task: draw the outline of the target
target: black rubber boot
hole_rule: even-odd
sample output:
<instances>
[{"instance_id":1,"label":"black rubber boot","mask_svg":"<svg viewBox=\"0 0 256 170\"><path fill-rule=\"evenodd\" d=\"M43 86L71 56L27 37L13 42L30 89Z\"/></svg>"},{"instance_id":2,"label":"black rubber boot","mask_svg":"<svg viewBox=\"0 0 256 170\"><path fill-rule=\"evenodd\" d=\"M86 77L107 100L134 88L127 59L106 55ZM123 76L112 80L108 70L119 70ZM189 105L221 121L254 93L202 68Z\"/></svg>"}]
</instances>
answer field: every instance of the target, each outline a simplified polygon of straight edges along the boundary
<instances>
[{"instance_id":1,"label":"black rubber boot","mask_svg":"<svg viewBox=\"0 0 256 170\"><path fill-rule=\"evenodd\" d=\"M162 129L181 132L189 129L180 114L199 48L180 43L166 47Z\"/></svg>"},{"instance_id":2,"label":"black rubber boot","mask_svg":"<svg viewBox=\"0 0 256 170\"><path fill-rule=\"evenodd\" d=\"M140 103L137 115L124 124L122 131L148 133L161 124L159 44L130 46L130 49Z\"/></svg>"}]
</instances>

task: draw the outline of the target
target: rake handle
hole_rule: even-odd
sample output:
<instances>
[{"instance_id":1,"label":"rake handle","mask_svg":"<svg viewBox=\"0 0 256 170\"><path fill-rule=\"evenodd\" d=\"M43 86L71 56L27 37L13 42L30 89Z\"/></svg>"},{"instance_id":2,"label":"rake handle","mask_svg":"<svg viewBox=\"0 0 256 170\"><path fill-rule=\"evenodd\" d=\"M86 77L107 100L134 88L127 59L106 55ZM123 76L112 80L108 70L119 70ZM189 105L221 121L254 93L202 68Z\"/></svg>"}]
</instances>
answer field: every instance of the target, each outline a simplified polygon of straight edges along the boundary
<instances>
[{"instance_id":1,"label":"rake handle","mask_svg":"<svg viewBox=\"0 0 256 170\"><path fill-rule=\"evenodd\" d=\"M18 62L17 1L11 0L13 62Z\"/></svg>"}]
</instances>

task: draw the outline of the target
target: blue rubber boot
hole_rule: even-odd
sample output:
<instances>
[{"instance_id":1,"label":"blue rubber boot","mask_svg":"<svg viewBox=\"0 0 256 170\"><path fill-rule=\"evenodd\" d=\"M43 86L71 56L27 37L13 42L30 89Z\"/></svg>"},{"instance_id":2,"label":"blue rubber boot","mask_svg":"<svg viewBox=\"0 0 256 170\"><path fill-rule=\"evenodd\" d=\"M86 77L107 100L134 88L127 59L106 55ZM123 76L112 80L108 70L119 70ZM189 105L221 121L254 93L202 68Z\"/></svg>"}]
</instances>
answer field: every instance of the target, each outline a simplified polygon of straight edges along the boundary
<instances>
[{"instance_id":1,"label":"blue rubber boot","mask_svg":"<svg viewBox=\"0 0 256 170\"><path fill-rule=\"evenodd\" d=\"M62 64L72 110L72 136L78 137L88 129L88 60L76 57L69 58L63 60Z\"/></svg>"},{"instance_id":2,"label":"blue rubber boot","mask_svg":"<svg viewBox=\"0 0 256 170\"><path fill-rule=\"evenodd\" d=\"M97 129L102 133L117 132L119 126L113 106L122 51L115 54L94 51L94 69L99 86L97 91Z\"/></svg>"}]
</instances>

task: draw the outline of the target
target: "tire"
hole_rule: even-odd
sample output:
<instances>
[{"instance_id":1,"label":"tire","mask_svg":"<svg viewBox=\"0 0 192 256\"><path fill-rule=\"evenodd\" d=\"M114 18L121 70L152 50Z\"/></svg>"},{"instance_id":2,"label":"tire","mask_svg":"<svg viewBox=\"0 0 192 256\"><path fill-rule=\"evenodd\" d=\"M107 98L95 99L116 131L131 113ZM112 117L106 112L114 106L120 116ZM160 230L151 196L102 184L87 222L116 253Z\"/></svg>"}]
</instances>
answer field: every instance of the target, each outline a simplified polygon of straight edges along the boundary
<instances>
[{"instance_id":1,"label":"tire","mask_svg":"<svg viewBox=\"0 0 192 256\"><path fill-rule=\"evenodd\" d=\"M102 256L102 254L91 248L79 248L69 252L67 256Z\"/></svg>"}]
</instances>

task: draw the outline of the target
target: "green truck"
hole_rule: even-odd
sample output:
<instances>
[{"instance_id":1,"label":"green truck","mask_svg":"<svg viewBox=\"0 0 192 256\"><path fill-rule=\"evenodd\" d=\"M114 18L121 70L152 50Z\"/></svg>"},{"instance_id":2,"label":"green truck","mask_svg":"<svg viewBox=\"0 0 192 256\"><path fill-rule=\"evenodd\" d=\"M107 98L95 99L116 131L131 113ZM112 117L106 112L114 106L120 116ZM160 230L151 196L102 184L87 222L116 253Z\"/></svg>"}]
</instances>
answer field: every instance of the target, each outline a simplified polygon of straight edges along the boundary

|---|

Copy out every line of the data above, exactly as given.

task: draw the outline of the target
target: black rubber boot
hole_rule: even-odd
sample output:
<instances>
[{"instance_id":1,"label":"black rubber boot","mask_svg":"<svg viewBox=\"0 0 256 170\"><path fill-rule=\"evenodd\" d=\"M43 86L71 56L27 37L13 42L30 89Z\"/></svg>"},{"instance_id":2,"label":"black rubber boot","mask_svg":"<svg viewBox=\"0 0 256 170\"><path fill-rule=\"evenodd\" d=\"M86 77L107 100L134 88L127 59L106 55ZM123 76L112 80L108 70L119 70ZM189 105L221 121L254 93L202 68Z\"/></svg>"}]
</instances>
answer field: every instance of the target, each outline a simplified polygon of straight edges along the boundary
<instances>
[{"instance_id":1,"label":"black rubber boot","mask_svg":"<svg viewBox=\"0 0 256 170\"><path fill-rule=\"evenodd\" d=\"M162 129L181 132L189 129L180 114L199 48L180 43L166 47Z\"/></svg>"},{"instance_id":2,"label":"black rubber boot","mask_svg":"<svg viewBox=\"0 0 256 170\"><path fill-rule=\"evenodd\" d=\"M140 103L137 115L124 124L122 131L148 133L161 124L159 44L130 46L130 49Z\"/></svg>"}]
</instances>

task: draw the outline of the target
target: rake handle
hole_rule: even-odd
sample output:
<instances>
[{"instance_id":1,"label":"rake handle","mask_svg":"<svg viewBox=\"0 0 256 170\"><path fill-rule=\"evenodd\" d=\"M43 86L71 56L27 37L13 42L30 89Z\"/></svg>"},{"instance_id":2,"label":"rake handle","mask_svg":"<svg viewBox=\"0 0 256 170\"><path fill-rule=\"evenodd\" d=\"M86 77L107 100L134 88L127 59L106 55ZM123 76L112 80L108 70L119 70ZM189 105L221 121L254 93L202 68Z\"/></svg>"}]
</instances>
answer field: every instance of the target, each outline a simplified polygon of straight edges along the boundary
<instances>
[{"instance_id":1,"label":"rake handle","mask_svg":"<svg viewBox=\"0 0 256 170\"><path fill-rule=\"evenodd\" d=\"M18 62L17 1L11 0L13 62Z\"/></svg>"}]
</instances>

task: draw the outline of the target
target: blue rubber boot
hole_rule: even-odd
sample output:
<instances>
[{"instance_id":1,"label":"blue rubber boot","mask_svg":"<svg viewBox=\"0 0 256 170\"><path fill-rule=\"evenodd\" d=\"M43 86L71 56L27 37L13 42L30 89Z\"/></svg>"},{"instance_id":2,"label":"blue rubber boot","mask_svg":"<svg viewBox=\"0 0 256 170\"><path fill-rule=\"evenodd\" d=\"M86 77L107 100L134 88L127 59L106 55ZM123 76L112 80L108 70L119 70ZM189 105L221 121L254 93L202 68Z\"/></svg>"}]
</instances>
answer field: every instance of the target, each outline a simplified polygon of straight edges along the boundary
<instances>
[{"instance_id":1,"label":"blue rubber boot","mask_svg":"<svg viewBox=\"0 0 256 170\"><path fill-rule=\"evenodd\" d=\"M62 64L72 110L72 136L78 137L88 129L88 60L76 57L69 58L63 60Z\"/></svg>"},{"instance_id":2,"label":"blue rubber boot","mask_svg":"<svg viewBox=\"0 0 256 170\"><path fill-rule=\"evenodd\" d=\"M97 129L102 133L117 132L119 126L113 106L122 51L115 54L94 51L94 69L99 86L97 91Z\"/></svg>"}]
</instances>

task: draw the outline of the target
target: "tire"
hole_rule: even-odd
sample output:
<instances>
[{"instance_id":1,"label":"tire","mask_svg":"<svg viewBox=\"0 0 192 256\"><path fill-rule=\"evenodd\" d=\"M114 18L121 70L152 50Z\"/></svg>"},{"instance_id":2,"label":"tire","mask_svg":"<svg viewBox=\"0 0 192 256\"><path fill-rule=\"evenodd\" d=\"M107 98L95 99L116 131L131 113ZM112 117L106 112L114 106L120 116ZM160 230L151 196L102 184L87 222L116 253Z\"/></svg>"}]
</instances>
answer field: every instance of the target, each outline a simplified polygon of straight edges along the boundary
<instances>
[{"instance_id":1,"label":"tire","mask_svg":"<svg viewBox=\"0 0 192 256\"><path fill-rule=\"evenodd\" d=\"M102 256L102 254L91 248L79 248L69 252L67 256Z\"/></svg>"}]
</instances>

task: draw the outline of the target
target: "green truck"
hole_rule: even-odd
sample output:
<instances>
[{"instance_id":1,"label":"green truck","mask_svg":"<svg viewBox=\"0 0 192 256\"><path fill-rule=\"evenodd\" d=\"M114 18L121 70L152 50Z\"/></svg>"},{"instance_id":2,"label":"green truck","mask_svg":"<svg viewBox=\"0 0 192 256\"><path fill-rule=\"evenodd\" d=\"M107 98L95 99L116 131L131 113ZM112 117L106 112L114 106L120 116ZM160 230L151 196L102 184L87 222L116 253Z\"/></svg>"}]
</instances>
answer field: every instance of the target, each outline a simplified polygon of straight edges along the boundary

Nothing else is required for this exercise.